[EXERCISE DESCRIPTION] Translate into Spanish this sentence from the patch review thread: "For example, the ioat_rawdev_autotest fails on completion checks now."

[SUPPLIED PASSAGE]
—————

I also think you might want to investigate changing it to "hdls_disable"
so that the default zero-value is the current behaviour. Requiring it to be
set as 1 means that existing code will likely recompile but fail to work.
For example, the ioat_rawdev_autotest fails on completion checks now.
  
Jiang, Cheng1 July 14, 2020, 10:45 a.m. UTC | #5
Hi Bruce,

Thank you very much for these comments which really make sense for me. I will correct these problems in the next version.

Thanks again.
Cheng


> -----Original Message-----
> From: Bruce Richardson <bruce.richardson@intel.com>
> Sent: Monday, July 13, 2020 9:28 PM
> To: Jiang, Cheng1 <cheng1.jiang@intel.com>
> Cc: dev@dpdk.org; Fu, Patrick <patrick.fu@intel.com>
> Subject: Re: [PATCH 20.11] raw/ioat: added a flag to control copying handle
> parameters
> 
> On Mon, Jul 13, 2020 at 07:15:19AM +0000, Cheng Jiang wrote:
> > Added a flag which controls whether rte_ioat_enqueue_copy and
> > rte_ioat_completed_copies function should process handle parameters to
> > improve the performance when handle parameters are not necessary to
> > use. This is targeting
> > 20.11 release.
> >
> > Signed-off-by: Cheng Jiang <Cheng1.jiang@intel.com>
> > ---
> >  drivers/raw/ioat/ioat_rawdev.c     |  1 +
> >  drivers/raw/ioat/rte_ioat_rawdev.h | 14 +++++++++++---
> >  2 files changed, 12 insertions(+), 3 deletions(-)
> >
> > diff --git a/drivers/raw/ioat/ioat_rawdev.c
> > b/drivers/raw/ioat/ioat_rawdev.c index 87fd088aa..5bf030785 100644
> > --- a/drivers/raw/ioat/ioat_rawdev.c
> > +++ b/drivers/raw/ioat/ioat_rawdev.c
> > @@ -57,6 +57,7 @@ ioat_dev_configure(const struct rte_rawdev *dev,
> rte_rawdev_obj_t config)

—————

[ENTRIES SHOWN]
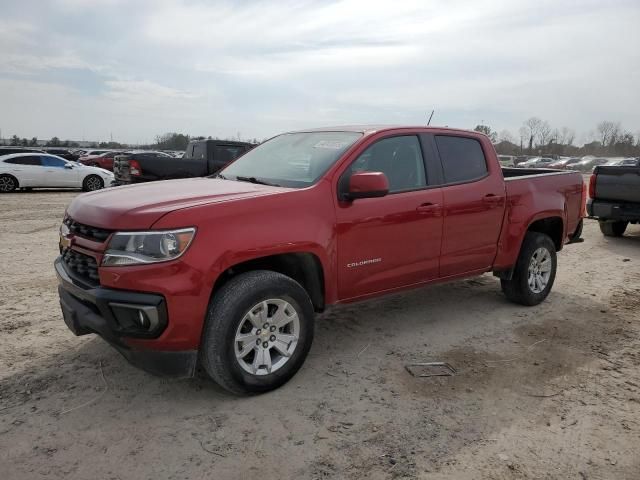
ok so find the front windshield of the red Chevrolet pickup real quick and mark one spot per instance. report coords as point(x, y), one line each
point(291, 160)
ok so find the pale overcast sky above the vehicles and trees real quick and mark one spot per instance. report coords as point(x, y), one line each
point(88, 68)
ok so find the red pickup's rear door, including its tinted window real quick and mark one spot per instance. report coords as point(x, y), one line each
point(474, 202)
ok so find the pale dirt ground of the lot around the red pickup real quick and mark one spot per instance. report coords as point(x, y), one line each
point(547, 392)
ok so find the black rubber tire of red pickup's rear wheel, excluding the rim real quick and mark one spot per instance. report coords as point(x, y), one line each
point(518, 289)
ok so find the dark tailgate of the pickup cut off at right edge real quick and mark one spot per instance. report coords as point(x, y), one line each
point(618, 184)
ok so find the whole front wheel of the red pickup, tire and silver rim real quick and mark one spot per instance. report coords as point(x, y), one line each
point(258, 331)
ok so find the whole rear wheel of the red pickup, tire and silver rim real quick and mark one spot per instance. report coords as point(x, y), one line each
point(535, 271)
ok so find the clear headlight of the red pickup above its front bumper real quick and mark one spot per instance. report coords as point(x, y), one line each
point(134, 248)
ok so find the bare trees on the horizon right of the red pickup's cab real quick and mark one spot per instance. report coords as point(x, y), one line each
point(538, 137)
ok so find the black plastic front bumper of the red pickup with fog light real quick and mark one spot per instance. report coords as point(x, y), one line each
point(116, 316)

—————

[RESPONSE TO THIS TASK] Por ejemplo, ioat_rawdev_autotest ahora falla en las comprobaciones de finalización.